## What the task requires
Copy every line of the records below verbatim, leaving nothing out.

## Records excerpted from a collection

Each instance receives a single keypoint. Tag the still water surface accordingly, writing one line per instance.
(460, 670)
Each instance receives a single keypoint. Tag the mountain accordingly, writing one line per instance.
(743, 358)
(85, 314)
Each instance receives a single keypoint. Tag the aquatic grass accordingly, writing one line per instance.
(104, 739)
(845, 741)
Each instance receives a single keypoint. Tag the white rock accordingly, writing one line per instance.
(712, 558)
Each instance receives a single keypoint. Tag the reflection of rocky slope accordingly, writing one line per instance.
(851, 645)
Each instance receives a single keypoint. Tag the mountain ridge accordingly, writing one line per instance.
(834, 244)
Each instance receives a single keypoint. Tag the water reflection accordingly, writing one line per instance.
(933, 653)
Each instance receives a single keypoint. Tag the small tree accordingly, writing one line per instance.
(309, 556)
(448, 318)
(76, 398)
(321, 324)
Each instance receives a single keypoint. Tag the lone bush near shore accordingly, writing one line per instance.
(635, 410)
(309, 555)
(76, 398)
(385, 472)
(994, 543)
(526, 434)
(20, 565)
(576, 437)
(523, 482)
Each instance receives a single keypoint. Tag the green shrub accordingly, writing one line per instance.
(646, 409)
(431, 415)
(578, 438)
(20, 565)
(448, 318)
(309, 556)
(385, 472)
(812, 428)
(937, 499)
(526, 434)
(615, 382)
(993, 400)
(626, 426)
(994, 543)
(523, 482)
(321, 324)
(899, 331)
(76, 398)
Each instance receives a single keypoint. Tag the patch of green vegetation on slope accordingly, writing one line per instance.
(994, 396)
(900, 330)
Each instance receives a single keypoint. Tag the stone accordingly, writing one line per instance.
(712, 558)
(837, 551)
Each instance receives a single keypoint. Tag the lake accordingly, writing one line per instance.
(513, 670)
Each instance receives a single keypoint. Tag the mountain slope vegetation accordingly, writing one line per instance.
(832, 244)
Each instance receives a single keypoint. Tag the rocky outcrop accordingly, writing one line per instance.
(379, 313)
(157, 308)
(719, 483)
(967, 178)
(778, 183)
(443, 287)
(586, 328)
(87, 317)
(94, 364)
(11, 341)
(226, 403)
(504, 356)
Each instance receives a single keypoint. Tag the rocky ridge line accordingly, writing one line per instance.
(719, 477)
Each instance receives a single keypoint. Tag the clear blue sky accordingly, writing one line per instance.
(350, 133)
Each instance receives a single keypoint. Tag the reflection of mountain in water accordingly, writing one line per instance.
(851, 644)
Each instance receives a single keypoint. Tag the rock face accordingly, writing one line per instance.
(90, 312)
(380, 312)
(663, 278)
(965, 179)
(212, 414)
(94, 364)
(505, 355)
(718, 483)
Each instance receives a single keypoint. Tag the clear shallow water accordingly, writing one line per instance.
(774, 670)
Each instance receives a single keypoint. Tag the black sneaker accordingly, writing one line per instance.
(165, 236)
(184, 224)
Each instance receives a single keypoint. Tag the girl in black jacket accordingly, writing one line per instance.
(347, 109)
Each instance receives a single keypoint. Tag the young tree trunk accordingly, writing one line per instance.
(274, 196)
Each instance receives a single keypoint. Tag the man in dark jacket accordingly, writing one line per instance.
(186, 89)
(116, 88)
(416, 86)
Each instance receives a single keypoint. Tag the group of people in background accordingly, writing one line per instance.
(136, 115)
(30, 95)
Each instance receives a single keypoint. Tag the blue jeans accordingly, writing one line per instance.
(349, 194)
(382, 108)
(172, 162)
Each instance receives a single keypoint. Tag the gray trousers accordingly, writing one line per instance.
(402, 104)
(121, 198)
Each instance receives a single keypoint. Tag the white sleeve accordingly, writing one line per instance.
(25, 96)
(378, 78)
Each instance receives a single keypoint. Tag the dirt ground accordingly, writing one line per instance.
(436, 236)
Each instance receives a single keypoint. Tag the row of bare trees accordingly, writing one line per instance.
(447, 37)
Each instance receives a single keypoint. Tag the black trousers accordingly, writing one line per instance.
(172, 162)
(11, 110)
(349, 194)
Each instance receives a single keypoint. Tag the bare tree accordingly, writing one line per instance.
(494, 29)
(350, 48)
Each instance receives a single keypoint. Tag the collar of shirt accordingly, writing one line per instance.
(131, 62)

## Answer to this task
Each instance receives a single keypoint. Tag the still water surface accordingly, writing one line per instance.
(460, 670)
Each instance receives a single keypoint. Tag the mountain accordingly, writing one line per instance.
(743, 358)
(85, 314)
Each instance receives a single keypoint. Tag the aquatic grass accordingly, writing one line per instance.
(104, 739)
(845, 741)
Each instance receives a single keypoint. Tag the white rock accordingly, writing one line per instance.
(712, 558)
Each instance receives a single keypoint. Tag the reflection of rocky slope accordingly, writing one line per instance.
(851, 645)
Each instance receives a single keypoint. Tag the mountain ridge accordingly, writing one line per instance.
(834, 244)
Each instance receives a single keypoint. Tag the water reflection accordingly, writing one line per instance.
(933, 653)
Each instance receives a single keypoint. Tag the small tree accordingly, writing one line per instance.
(309, 556)
(448, 318)
(76, 398)
(321, 324)
Each instance receives a single keypoint. Tag the lone bush near shore accordingly, writing one line per instance.
(635, 410)
(309, 555)
(76, 398)
(385, 472)
(994, 543)
(526, 434)
(20, 565)
(576, 437)
(523, 482)
Each instance receives a single keypoint. Tag the green shrub accordingly, writing one line per instance.
(646, 409)
(431, 415)
(578, 438)
(20, 565)
(448, 318)
(309, 556)
(385, 472)
(812, 428)
(937, 499)
(526, 434)
(615, 382)
(993, 400)
(626, 426)
(994, 543)
(523, 482)
(321, 324)
(899, 331)
(76, 398)
Each instance receives a single keypoint. Tag the patch of green vegetation on slope accordingly, writing one line per instance.
(994, 396)
(900, 330)
Each instance receives a single keypoint. Tag the stone accordingly, writing one line per instance.
(712, 558)
(837, 551)
Each instance receives a single keypoint. Tag the lake accordingly, writing one line per instance.
(513, 670)
Each instance receives a single keypoint. Tag the mountain slope vegetation accordingly, writing one line per instance.
(832, 244)
Each instance receives a single keypoint. Tag the rocky outcrop accordingly, writing one line per instance.
(379, 313)
(157, 308)
(719, 483)
(967, 178)
(778, 183)
(443, 287)
(586, 328)
(87, 317)
(94, 364)
(11, 341)
(226, 403)
(504, 356)
Each instance receives a single keypoint. Tag the rocky ridge line accordingly, writing one line per instance.
(719, 477)
Each instance receives a single keypoint. Tag the clear blue sky accordingly, writing one line per instance.
(350, 133)
Each instance receives a single keypoint. Tag the reflection of mountain in water accordingly, writing one line per instance.
(851, 644)
Each instance receives a single keypoint. Tag the rock face accordingly, writing one line per instance.
(90, 312)
(380, 312)
(663, 278)
(965, 179)
(212, 414)
(94, 364)
(505, 355)
(718, 483)
Each instance receives a single keypoint. Tag the clear shallow water accordingly, writing one line per instance.
(774, 670)
Each instance receives a single keypoint. Tag the black sneaker accordingly, writing one line per instance.
(165, 236)
(184, 224)
Each instance receives a single keypoint. Tag the girl in black jacket accordingly, writing one line per instance.
(347, 109)
Each instance receives a single keypoint. Tag the young tree trunk accordingly, writing one line per instance.
(274, 196)
Each instance receives a single keypoint. Tag the man in dark jacket accordingly, writing one line per instance.
(186, 89)
(116, 88)
(416, 86)
Each instance receives a single keypoint. Tag the group of people in background accordingly, writing one line per instance.
(136, 115)
(30, 95)
Each instance receives a single keypoint. Tag the blue jeans accordingly, writing one line per instance.
(349, 194)
(382, 108)
(172, 162)
Each instance receives a single keypoint. Tag the gray trousers accordingly, writing one line per instance.
(402, 104)
(121, 198)
Each instance receives a single keypoint. Tag the white sleeve accordingly, writing one line per instance.
(25, 96)
(378, 78)
Each instance receives a single keypoint. Tag the dirt ground accordingly, writing one line per instance.
(436, 236)
Each instance receives a single keypoint. Tag the row of bare trees accordingly, writing one line per instance.
(447, 37)
Each instance receives a single keypoint. Tag the black trousers accordingly, writing one line per instance.
(172, 162)
(11, 110)
(349, 194)
Each instance receives a single keypoint. Tag the bare tree accordingly, writing one line per instance.
(494, 29)
(350, 48)
Each instance receives a single keypoint. Tag the collar of shirt accordingly, writing one line per instance.
(131, 62)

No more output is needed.